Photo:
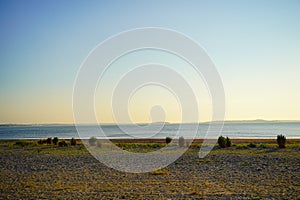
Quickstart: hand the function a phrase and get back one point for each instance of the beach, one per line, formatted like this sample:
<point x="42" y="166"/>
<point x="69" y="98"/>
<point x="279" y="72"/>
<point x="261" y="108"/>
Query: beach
<point x="238" y="172"/>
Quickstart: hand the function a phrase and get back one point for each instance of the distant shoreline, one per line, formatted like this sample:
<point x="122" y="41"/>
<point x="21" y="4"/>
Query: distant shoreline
<point x="115" y="124"/>
<point x="162" y="140"/>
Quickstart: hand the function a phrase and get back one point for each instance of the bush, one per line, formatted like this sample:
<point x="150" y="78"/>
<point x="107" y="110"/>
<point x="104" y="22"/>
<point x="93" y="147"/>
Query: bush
<point x="281" y="140"/>
<point x="73" y="142"/>
<point x="181" y="141"/>
<point x="222" y="142"/>
<point x="252" y="145"/>
<point x="168" y="140"/>
<point x="99" y="144"/>
<point x="22" y="143"/>
<point x="263" y="146"/>
<point x="92" y="141"/>
<point x="62" y="144"/>
<point x="41" y="141"/>
<point x="49" y="141"/>
<point x="55" y="140"/>
<point x="228" y="142"/>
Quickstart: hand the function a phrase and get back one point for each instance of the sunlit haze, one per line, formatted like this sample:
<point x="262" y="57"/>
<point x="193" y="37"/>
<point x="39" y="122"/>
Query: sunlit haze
<point x="255" y="46"/>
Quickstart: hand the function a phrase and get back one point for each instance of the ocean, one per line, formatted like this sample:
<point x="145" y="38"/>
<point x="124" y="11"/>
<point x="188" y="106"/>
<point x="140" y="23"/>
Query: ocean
<point x="230" y="129"/>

******

**Work required**: Format everything above, from the line containing "the ocean, one" down to the last line, as a numbered list, leaving out any blank lines.

**Final result**:
1. Quickstart: hand the function a phrase and get back one point for each instance of the ocean, one per line, formatted like this sample:
2. <point x="145" y="38"/>
3. <point x="124" y="11"/>
4. <point x="188" y="106"/>
5. <point x="140" y="23"/>
6. Query: ocean
7. <point x="230" y="129"/>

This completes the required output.